→ Text extract:
begin
Many of these images are published here for the first time. The photographs evoke the passage of time by dividing the images into three parts: the 1980s, the 1990s, and the new millennium (2000 and beyond). The photographer shares with the viewer:
“I would shoot ruins of buildings, the demolition of famous waterfront saloons, ancient alleyways, and, in some cases, nineteenth-century buildings destroyed by mysterious fires. There were images of floods and other calamities/catastrophes in Lower Manhattan, culminating with 9/11.
These photos captured what had been, what no longer exists. They served as my visual timeline. What did the passage of the many decades reveal to me? What dynamics were in my images of the same streets I repeatedly walked for years?”
The author’s images from the Fulton Fish Market in the 1980s document the generations of immigrants and their children pursuing a gritty American Dream next to the Brooklyn Bridge.
Photos from the 1990s present images of floods and fires that paralyzed the area, juxtaposed with continued bulldozing to clear the way for luxury housing. Politics reshaped Manhattan’s skyline by encouraging new commercial shopping, food, and restaurant destinations. This restructuring marked the beginning of the end of downtown’s blue-collar origins and white-collar replacements, challenging us to ask, “What was lost?”
The seminal event of the 2000s, September 11, 2001, reinforced downtown’s rebirth as the global economic engine with no room for the past. Also included in this section is an interview with an insider privy to the Mafia leadership of the Fulton Fish Market during Mayor Rudolph Giuliani’s opportunistic crusade against them in the 1980s.
end
→ Exercise aim:
Reproduce the Lower Manhattan photography text from the words "Photos from the" through "in the 1980s.", and substitute "upscale housing" for "luxury housing".

→ Entries shown:
begin
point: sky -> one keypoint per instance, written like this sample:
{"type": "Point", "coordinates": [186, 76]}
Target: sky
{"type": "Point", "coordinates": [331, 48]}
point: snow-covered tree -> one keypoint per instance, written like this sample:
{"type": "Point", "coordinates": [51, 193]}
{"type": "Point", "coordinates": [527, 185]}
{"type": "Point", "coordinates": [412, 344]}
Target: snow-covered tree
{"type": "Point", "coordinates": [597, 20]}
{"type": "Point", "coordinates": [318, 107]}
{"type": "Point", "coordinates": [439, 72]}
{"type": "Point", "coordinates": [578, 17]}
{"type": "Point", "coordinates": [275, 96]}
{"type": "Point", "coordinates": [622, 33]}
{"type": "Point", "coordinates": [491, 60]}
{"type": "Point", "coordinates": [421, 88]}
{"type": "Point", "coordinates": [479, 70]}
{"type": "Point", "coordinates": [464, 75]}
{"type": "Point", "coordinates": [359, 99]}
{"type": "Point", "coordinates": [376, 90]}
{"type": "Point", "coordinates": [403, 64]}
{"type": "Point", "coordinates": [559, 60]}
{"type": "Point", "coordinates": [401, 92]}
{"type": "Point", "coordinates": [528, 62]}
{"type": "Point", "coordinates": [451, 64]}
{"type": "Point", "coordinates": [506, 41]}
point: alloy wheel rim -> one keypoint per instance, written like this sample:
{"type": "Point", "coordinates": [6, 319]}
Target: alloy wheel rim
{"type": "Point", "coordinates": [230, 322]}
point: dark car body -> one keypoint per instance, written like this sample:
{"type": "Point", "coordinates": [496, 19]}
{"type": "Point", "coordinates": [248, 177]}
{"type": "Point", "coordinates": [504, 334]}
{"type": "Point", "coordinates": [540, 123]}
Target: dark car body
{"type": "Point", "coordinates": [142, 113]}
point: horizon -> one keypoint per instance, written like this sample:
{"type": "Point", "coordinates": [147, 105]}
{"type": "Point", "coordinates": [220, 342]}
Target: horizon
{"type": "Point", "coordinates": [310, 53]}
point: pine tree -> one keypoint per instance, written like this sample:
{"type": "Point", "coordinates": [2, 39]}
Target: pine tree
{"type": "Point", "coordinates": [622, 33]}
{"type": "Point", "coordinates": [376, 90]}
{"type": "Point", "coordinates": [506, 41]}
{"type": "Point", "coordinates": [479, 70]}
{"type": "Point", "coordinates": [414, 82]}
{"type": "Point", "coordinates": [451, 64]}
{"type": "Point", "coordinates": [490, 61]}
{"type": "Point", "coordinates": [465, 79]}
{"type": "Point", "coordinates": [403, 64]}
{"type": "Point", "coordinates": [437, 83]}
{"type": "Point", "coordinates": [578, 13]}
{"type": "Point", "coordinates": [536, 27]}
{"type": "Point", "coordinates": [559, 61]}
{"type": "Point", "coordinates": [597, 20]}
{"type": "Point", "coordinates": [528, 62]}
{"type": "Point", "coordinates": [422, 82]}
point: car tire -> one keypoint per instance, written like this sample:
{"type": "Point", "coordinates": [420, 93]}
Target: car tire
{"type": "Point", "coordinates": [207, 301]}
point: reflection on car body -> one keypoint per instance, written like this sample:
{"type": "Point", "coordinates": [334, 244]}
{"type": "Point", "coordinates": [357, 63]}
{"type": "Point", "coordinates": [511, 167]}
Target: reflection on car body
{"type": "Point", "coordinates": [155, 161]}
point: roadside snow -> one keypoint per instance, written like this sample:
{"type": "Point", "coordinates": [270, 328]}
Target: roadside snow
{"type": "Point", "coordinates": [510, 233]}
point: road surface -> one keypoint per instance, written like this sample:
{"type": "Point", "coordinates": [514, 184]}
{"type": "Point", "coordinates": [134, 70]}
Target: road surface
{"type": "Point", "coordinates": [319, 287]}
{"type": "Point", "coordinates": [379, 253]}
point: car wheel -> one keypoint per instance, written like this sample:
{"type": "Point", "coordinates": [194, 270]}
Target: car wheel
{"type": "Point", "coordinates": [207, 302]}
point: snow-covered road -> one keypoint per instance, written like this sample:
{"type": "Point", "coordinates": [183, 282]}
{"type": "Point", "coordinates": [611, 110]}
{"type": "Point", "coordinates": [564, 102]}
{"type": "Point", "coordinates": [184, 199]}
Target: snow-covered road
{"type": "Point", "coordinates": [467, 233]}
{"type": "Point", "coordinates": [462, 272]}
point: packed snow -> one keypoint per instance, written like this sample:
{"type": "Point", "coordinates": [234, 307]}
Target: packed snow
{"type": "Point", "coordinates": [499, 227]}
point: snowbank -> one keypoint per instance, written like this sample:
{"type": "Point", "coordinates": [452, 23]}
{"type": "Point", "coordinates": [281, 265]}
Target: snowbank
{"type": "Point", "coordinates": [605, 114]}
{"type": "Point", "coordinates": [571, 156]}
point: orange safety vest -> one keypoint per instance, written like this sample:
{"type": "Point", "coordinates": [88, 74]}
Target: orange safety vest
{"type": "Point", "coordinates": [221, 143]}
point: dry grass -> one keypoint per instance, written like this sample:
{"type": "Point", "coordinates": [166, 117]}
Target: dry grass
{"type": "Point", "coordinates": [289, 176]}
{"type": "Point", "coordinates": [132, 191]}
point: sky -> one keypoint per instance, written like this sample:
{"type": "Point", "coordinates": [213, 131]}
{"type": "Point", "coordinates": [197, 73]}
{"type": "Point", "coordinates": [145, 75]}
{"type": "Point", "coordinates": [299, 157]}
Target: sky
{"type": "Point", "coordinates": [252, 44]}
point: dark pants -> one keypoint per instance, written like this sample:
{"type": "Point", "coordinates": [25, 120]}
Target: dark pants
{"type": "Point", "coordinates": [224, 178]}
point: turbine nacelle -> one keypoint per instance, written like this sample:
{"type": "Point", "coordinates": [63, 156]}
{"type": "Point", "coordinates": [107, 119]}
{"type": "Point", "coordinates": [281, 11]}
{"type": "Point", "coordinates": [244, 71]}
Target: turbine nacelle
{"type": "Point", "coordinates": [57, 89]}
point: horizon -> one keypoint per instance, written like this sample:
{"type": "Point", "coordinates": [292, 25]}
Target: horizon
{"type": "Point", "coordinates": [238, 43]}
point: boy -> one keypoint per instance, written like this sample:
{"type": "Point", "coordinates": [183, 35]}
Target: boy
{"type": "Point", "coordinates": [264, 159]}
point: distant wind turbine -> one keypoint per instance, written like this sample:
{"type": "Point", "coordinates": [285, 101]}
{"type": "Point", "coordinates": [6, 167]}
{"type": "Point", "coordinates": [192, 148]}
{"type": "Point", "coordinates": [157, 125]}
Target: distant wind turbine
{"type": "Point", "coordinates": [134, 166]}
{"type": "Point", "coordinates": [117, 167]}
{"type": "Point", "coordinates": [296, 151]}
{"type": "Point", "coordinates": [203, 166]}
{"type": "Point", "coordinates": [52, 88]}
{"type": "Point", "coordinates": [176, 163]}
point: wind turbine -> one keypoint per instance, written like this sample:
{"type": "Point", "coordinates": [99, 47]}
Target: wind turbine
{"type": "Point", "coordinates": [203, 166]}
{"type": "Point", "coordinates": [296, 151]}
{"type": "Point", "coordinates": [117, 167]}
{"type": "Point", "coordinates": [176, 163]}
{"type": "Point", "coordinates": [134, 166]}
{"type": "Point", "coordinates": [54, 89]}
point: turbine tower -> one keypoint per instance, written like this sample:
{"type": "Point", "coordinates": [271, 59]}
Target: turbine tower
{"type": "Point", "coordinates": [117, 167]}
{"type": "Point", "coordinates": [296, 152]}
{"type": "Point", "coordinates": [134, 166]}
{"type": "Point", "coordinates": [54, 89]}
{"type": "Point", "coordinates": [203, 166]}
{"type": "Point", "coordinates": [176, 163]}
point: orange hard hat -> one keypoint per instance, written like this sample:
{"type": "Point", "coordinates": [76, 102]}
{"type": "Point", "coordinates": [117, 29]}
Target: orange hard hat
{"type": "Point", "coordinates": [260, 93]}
end
→ Task solution:
Photos from the 1990s present images of floods and fires that paralyzed the area, juxtaposed with continued bulldozing to clear the way for upscale housing. Politics reshaped Manhattan’s skyline by encouraging new commercial shopping, food, and restaurant destinations. This restructuring marked the beginning of the end of downtown’s blue-collar origins and white-collar replacements, challenging us to ask, “What was lost?”
The seminal event of the 2000s, September 11, 2001, reinforced downtown’s rebirth as the global economic engine with no room for the past. Also included in this section is an interview with an insider privy to the Mafia leadership of the Fulton Fish Market during Mayor Rudolph Giuliani’s opportunistic crusade against them in the 1980s.